What you have to do: Copy out the line bearing "Annotation task: tag one point per instance of the cloud" and all the lines after it, to the very end of the material below, exactly as written.

Data provided:
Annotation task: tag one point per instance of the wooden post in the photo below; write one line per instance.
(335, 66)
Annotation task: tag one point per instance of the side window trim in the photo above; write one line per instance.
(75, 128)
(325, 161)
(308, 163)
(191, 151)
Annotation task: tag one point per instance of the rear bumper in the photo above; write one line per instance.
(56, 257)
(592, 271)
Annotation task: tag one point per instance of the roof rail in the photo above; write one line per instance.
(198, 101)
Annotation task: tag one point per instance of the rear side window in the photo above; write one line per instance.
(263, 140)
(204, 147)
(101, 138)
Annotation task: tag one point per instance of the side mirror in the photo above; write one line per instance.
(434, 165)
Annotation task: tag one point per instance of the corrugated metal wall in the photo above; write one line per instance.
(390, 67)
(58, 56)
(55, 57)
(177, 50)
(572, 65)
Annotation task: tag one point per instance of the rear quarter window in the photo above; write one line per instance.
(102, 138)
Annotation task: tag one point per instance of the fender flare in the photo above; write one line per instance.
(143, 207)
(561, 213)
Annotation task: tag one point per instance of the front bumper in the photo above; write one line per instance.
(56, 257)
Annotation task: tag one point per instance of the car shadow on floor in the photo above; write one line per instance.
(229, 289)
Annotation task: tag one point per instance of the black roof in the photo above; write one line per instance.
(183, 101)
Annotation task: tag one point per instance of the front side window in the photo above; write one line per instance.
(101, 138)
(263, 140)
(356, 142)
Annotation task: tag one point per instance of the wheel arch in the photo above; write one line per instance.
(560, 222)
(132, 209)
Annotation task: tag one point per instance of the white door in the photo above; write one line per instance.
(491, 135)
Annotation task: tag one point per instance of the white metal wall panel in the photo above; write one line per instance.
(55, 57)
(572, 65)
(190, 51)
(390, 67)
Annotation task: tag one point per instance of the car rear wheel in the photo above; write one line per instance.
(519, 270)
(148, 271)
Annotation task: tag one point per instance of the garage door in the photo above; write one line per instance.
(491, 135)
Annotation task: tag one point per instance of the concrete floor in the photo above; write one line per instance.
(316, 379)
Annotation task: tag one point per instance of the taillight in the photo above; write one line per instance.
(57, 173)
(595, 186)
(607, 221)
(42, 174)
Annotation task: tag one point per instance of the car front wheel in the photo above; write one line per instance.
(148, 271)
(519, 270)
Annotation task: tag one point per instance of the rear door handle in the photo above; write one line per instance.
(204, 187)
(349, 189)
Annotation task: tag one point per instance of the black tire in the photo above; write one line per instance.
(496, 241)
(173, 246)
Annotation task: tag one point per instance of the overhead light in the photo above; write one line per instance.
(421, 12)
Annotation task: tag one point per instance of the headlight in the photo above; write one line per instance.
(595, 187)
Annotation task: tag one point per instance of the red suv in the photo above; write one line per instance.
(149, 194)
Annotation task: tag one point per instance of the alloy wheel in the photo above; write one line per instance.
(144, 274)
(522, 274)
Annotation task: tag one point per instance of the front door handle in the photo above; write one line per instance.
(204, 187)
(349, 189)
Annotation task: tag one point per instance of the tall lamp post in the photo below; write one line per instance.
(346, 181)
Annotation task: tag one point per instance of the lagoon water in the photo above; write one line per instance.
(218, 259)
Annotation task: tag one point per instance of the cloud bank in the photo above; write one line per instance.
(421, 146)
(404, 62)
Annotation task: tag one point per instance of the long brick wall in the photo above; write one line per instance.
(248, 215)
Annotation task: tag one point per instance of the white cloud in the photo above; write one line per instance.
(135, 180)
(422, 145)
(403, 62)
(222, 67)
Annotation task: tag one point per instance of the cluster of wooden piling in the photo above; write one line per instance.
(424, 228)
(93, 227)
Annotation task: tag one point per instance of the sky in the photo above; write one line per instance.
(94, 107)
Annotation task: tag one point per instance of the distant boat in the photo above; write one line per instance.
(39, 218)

Response below:
Annotation task: tag one point per instance of the cloud bank in the photo above; write one line per instance.
(421, 146)
(404, 62)
Annotation task: tag one point per instance of the long brick wall in the photo above; write one line per instance.
(248, 215)
Annotation task: tag one point per instance of the white cloud in the photo above; write one line per instance.
(135, 180)
(422, 145)
(403, 62)
(222, 67)
Annotation task: tag one point per instance of the cluster of wooden piling in the photo above; write one line per instance.
(424, 228)
(93, 227)
Annotation task: tag one point per instance of the sky in the photo above; write one line per instance.
(94, 107)
Annotation task: tag one point per instance of the distant boat in the photo above; write one line per instance.
(39, 218)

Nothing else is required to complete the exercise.